• [Data for analysis]
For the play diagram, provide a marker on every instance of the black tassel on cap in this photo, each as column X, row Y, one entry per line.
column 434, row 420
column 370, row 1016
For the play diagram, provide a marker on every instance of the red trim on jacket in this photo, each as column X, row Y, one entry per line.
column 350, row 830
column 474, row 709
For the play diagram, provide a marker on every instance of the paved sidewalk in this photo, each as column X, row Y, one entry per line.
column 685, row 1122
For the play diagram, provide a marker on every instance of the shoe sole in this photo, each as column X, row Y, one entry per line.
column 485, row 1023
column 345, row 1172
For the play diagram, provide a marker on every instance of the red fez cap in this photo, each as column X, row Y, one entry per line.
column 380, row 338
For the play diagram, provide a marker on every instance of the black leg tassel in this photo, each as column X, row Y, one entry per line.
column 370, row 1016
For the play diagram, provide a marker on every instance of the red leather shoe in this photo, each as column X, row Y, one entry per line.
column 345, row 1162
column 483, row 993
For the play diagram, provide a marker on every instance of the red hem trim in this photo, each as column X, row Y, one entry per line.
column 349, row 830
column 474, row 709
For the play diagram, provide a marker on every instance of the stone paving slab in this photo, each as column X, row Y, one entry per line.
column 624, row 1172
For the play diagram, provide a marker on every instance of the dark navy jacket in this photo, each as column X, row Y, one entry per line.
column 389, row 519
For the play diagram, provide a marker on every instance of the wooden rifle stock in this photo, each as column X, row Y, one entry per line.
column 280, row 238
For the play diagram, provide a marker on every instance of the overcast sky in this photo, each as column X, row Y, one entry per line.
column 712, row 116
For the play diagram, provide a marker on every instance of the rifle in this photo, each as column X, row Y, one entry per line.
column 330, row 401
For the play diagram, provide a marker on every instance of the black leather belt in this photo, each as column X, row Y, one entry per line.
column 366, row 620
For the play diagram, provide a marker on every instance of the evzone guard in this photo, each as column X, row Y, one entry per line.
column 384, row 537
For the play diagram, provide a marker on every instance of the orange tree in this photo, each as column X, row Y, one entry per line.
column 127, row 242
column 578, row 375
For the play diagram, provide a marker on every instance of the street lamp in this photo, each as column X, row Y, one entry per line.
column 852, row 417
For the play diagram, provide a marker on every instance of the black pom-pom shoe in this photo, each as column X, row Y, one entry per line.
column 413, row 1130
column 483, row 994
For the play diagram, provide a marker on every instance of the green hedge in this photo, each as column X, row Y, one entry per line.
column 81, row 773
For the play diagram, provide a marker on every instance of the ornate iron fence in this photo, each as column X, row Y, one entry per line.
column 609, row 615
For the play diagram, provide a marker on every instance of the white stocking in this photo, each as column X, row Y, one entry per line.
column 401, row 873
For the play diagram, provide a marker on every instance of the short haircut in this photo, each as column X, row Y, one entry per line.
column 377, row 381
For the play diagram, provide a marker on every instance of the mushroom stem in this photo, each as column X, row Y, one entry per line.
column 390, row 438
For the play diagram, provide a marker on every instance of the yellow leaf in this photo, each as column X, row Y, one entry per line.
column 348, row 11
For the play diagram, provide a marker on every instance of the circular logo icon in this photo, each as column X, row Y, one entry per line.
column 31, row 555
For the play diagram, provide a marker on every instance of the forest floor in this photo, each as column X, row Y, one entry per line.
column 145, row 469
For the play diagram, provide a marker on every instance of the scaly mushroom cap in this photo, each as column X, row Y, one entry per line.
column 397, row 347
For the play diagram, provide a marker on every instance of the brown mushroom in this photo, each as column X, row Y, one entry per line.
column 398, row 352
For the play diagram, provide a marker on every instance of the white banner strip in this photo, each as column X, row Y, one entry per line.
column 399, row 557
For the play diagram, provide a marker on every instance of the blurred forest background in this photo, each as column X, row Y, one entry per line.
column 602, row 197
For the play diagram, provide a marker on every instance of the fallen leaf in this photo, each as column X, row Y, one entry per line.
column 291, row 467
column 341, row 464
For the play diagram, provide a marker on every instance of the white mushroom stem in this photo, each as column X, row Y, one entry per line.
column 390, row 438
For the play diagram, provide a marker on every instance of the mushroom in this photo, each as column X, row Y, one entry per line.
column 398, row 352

• [Task] Reproduce the entries above exactly.

• [Reply]
For the play diagram, provide a marker on every instance of the black tassel on cap in this photo, each as column X, row Y, one entry per line.
column 434, row 420
column 370, row 1016
For the play diagram, provide a marker on every instance of the red trim on jacket in this photo, each as column X, row Y, one entry per line.
column 350, row 830
column 474, row 709
For the play diagram, provide a marker on every instance of the paved sidewalk in this photo, each as column X, row Y, one entry per line.
column 685, row 1122
For the play diagram, provide a marker on every instance of the shoe sole in this photo, each as column X, row Y, one entry per line.
column 485, row 1023
column 345, row 1172
For the play diagram, provide a marker on every instance of the red fez cap in this photo, each as column X, row Y, one entry per line.
column 380, row 338
For the play diagram, provide a marker on every instance of the black leg tassel in this photo, each as column X, row Y, one entry per line.
column 370, row 1016
For the play diagram, provide a marker on every instance of the red leather shoe in this photo, each as column X, row Y, one entry per line.
column 345, row 1162
column 483, row 993
For the play diagram, provide a marker on every instance of the red hem trim in this photo, each as column X, row Y, one entry per line.
column 349, row 830
column 474, row 709
For the play diagram, provide a marker on every instance of the stone paving slab in this photo, each as column X, row Y, one entry per line.
column 624, row 1172
For the play diagram, provide a marker on every instance of the dark navy jacket in this photo, each as column X, row Y, one entry per line.
column 389, row 519
For the play diagram, provide a marker on every instance of the wooden rifle stock in this photo, each as column X, row Y, one entry per line.
column 280, row 238
For the play diagram, provide a marker on every instance of the overcast sky in this photo, each as column X, row Y, one entry per line.
column 712, row 116
For the play diagram, provide a marker on every instance of the rifle in this photo, each as column X, row Y, one entry per line.
column 330, row 401
For the play diagram, provide a marker on every instance of the black leather belt in this photo, each as column X, row Y, one entry per line.
column 366, row 620
For the play diagram, provide a marker on every instance of the evzone guard in this photo, each as column X, row Y, one entry per line.
column 384, row 537
For the play diagram, provide a marker on every instance of the orange tree in this photo, each as column X, row Y, one entry per line.
column 127, row 242
column 578, row 375
For the play diagram, provide a marker on every instance of the street lamp in this photo, each as column X, row Y, one entry per line.
column 852, row 417
For the play diagram, provide a marker on every instance of the black pom-pom shoe in this photo, each as column X, row Y, one entry per line.
column 413, row 1130
column 483, row 994
For the play diagram, provide a marker on every instance of the green hedge in this photo, each as column X, row Y, one entry per line.
column 81, row 773
For the play diagram, provide a marker on every instance of the ornate iron fence in this photo, each as column X, row Y, one entry per line.
column 609, row 615
For the play diagram, provide a marker on every instance of the white stocking in this photo, each as column X, row Y, one entry per line.
column 401, row 873
For the play diagram, provide a marker on every instance of the short haircut in this photo, each as column X, row Y, one entry per line.
column 377, row 381
For the play diagram, provide a marker on every instance of the mushroom stem in this photo, each as column X, row Y, one entry per line.
column 390, row 438
For the play diagram, provide a marker on every instance of the yellow leaf in this photo, each as column X, row Y, one entry per line.
column 348, row 11
For the play diagram, provide a marker on every instance of the circular logo icon in this photo, each as column X, row Y, one entry per line.
column 31, row 555
For the play diagram, provide a marker on every instance of the forest floor in this photo, each as column X, row Y, one entry per line.
column 145, row 469
For the play diagram, provide a marker on every instance of the scaly mushroom cap in this photo, each as column X, row Y, one entry per line.
column 397, row 347
For the play diagram, provide a marker on every instance of the brown mushroom in this photo, each as column X, row Y, one entry per line.
column 398, row 352
For the play diagram, provide a marker on every instance of the white banner strip in this photo, each as column X, row Y, one entry per line.
column 399, row 557
For the play diagram, provide a marker on every instance of the blurred forest background in this photo, each as column X, row Y, one entry per line.
column 602, row 197
For the play diagram, provide a marker on every instance of the fallen leaf in this photo, each as column X, row Y, one entry per line.
column 291, row 467
column 341, row 464
For the play diagram, provide a marker on every instance of the white mushroom stem in this photo, each as column X, row Y, one entry per line.
column 390, row 438
For the play diagram, provide a marker on every instance of the mushroom in this photo, each as column X, row Y, one entry per line.
column 398, row 352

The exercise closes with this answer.